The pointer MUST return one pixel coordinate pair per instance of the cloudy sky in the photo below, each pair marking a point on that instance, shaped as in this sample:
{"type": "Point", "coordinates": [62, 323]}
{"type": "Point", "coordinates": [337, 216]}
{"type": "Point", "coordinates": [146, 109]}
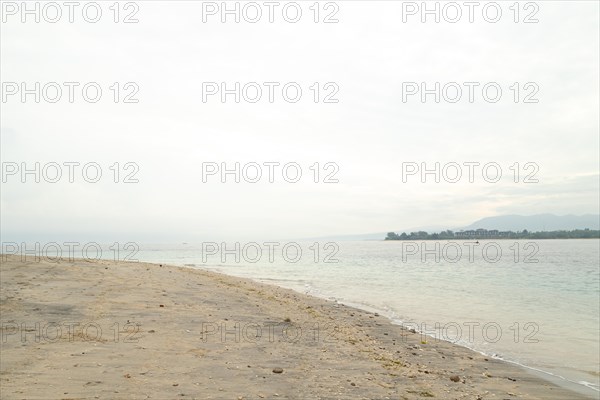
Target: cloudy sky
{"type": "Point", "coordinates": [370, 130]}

* * *

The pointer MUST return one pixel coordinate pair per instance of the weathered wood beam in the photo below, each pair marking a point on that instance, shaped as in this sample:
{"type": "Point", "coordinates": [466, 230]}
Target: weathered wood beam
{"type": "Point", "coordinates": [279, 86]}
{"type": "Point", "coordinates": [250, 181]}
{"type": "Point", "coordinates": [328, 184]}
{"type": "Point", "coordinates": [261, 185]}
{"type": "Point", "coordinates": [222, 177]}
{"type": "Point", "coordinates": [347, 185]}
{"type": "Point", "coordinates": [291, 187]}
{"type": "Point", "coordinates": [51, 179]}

WHAT IS ASKED: How many lines in the records contain the string "cloudy", with case counting? Reply with only the number.

WRITTEN ANSWER: 2